__Source extract__
Enoch Teye Mensah (born 17 May 1946) is a Ghanaian politician. He was a Minister for Education and a Member of Parliament in Ghana from January 1997 till January 2017. He is popularly referred to as E. T. Mensah.

Education and early life
Mensah was born on 17 May 1946 and comes from Prampram in the Greater Accra Region Ghana. He schooled at the SNAPS College of Accountancy, which he completed in 1968. He also had his RSA III in 1970, and he became a fellow of the Institute of Financial Accountants in 1986. He is an Account Officer and worked at the University of Ghana, Legon as Accounting Officer.

Political career

As Mayor of Accra 
During the time of the PNDC military regime in Ghana, he was the long time Chief Executive of the Accra Metropolitan Assembly (AMA), akin to being the Mayor of the City of Accra. He joined the National Democratic Congress when it was formed in 1992.

As Member of Parliament 
He also stood for the Ghanaian parliamentary election in 1996 and was elected MP for the Ningo-Prampram constituency, holding the seat for almost a decade. After the NDC lost the 2000 elections, he continued as a member of parliament. Mensah lost the  NDC primaries  to Sam George on 21 November 2015. He once served as the Minority Chief Whip in parliament prior to the Ghanaian parliamentary election in 2008. In January 2009, he became the MMjority Chief Whip in parliament.

As Minister of State 
At the beginning of the Fourth Republic, he was appointed Minister for Youth and Sports by President Jerry Rawlings. Mensah held that position through both terms of the Rawlings government.
In January 2010, after a cabinet reshuffle, President John Atta Mills appointed him Minister for Employment and Social Welfare.

Mensah was a member of the Pan-African Parliament until January 2009, when he resigned after being appointed a member of state. In January 2011, he was appointed Minister for Education following the resignation of Betty Mould-Iddrisu.

__Given information__
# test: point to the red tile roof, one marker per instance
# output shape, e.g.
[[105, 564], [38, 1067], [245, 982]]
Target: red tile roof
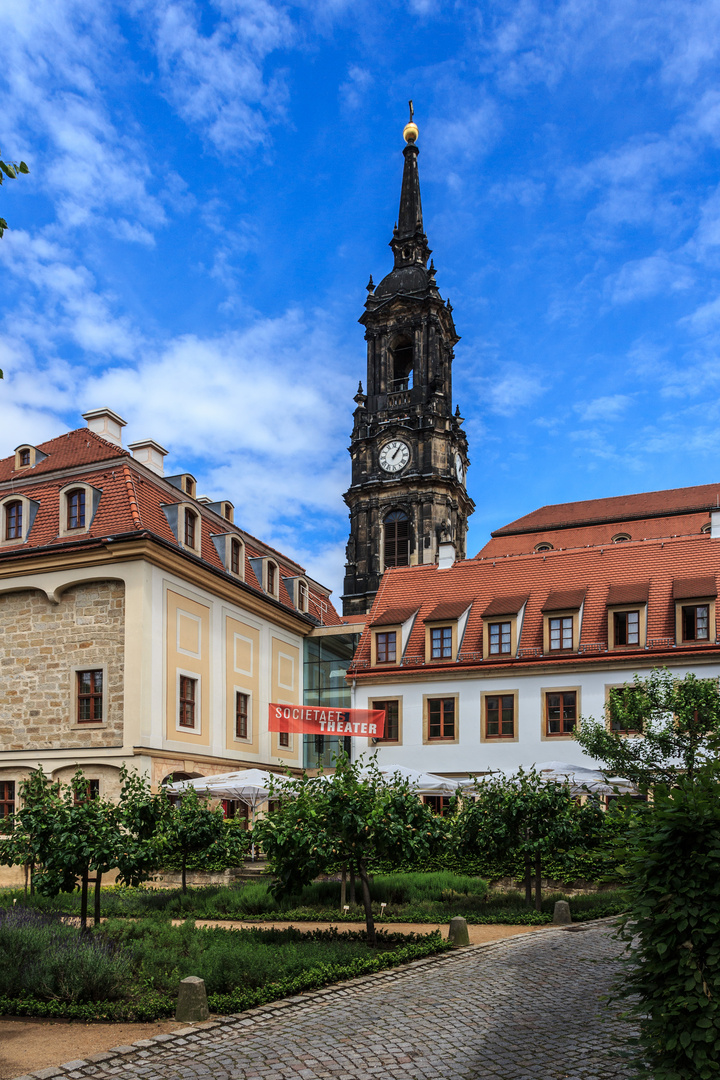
[[595, 574], [131, 502], [80, 447], [621, 508]]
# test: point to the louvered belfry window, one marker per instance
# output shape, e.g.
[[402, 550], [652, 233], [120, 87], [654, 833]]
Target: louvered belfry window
[[397, 539]]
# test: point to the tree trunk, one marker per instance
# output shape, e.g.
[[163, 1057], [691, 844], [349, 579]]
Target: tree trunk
[[367, 904], [528, 871], [98, 878], [83, 902]]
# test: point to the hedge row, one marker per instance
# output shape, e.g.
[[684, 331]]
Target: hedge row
[[150, 1004]]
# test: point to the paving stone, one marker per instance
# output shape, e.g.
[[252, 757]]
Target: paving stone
[[521, 1009]]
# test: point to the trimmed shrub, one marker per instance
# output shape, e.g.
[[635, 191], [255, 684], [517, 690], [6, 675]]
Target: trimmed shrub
[[674, 930]]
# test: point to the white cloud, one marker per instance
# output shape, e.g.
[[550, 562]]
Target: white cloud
[[640, 279], [608, 408], [216, 81]]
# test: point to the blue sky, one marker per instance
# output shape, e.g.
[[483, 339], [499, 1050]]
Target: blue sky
[[212, 184]]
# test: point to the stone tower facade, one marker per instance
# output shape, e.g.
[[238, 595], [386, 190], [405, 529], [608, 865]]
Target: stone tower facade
[[409, 453]]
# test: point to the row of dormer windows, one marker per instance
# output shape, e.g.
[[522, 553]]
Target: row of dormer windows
[[694, 622], [79, 503]]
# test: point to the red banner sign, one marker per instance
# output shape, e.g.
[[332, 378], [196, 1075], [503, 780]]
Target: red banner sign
[[322, 720]]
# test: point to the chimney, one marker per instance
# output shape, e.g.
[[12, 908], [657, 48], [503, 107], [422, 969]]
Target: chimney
[[446, 555], [149, 454], [106, 423]]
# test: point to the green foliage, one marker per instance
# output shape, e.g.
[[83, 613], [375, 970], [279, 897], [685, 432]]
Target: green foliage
[[673, 929], [42, 956], [679, 721], [191, 828], [250, 967], [349, 818], [11, 170], [525, 818]]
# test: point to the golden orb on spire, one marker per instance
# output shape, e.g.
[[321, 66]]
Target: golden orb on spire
[[410, 131]]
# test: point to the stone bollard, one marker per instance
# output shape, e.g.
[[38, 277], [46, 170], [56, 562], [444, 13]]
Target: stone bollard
[[191, 1000], [458, 933]]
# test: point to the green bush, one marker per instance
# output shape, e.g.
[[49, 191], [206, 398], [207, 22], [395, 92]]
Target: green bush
[[313, 960], [674, 930], [55, 962]]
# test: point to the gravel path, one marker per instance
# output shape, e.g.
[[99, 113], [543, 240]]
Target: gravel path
[[527, 1008]]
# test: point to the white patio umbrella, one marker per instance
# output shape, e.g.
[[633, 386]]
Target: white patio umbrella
[[423, 783], [582, 780], [250, 786]]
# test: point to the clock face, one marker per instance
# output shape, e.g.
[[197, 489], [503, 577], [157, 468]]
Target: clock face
[[394, 456]]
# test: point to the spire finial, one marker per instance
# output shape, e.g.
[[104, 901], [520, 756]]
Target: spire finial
[[410, 131]]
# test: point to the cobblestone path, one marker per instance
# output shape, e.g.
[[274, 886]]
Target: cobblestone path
[[524, 1009]]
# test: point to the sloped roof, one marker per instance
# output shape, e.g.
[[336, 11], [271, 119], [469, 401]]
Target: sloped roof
[[591, 575], [131, 502]]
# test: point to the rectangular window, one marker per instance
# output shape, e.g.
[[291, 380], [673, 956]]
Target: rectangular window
[[440, 638], [242, 702], [440, 718], [7, 800], [234, 557], [500, 637], [385, 647], [560, 633], [77, 510], [695, 623], [92, 792], [189, 528], [392, 719], [620, 702], [188, 699], [626, 628], [500, 716], [14, 521], [90, 697], [561, 712]]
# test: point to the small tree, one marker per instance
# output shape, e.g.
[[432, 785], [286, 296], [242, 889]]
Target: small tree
[[678, 719], [525, 814], [190, 827], [350, 818], [673, 929]]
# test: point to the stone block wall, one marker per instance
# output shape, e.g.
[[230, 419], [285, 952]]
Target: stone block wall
[[41, 646]]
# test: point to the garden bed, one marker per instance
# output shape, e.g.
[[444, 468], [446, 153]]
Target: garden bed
[[130, 970]]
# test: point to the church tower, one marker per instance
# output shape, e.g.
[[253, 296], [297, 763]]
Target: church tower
[[409, 453]]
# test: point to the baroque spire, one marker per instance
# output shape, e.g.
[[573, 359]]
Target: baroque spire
[[409, 242]]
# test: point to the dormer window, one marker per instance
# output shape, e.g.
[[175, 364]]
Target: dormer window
[[76, 509], [694, 609], [234, 556], [502, 626], [16, 516], [190, 525], [561, 618], [28, 456], [14, 520]]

__What the exercise asks__
Transcribe the stretch of the E. T. Mensah biography that opens with "As Mayor of" and closes with "formed in 1992.", copying it character for character.

__Solution__
As Mayor of Accra 
During the time of the PNDC military regime in Ghana, he was the long time Chief Executive of the Accra Metropolitan Assembly (AMA), akin to being the Mayor of the City of Accra. He joined the National Democratic Congress when it was formed in 1992.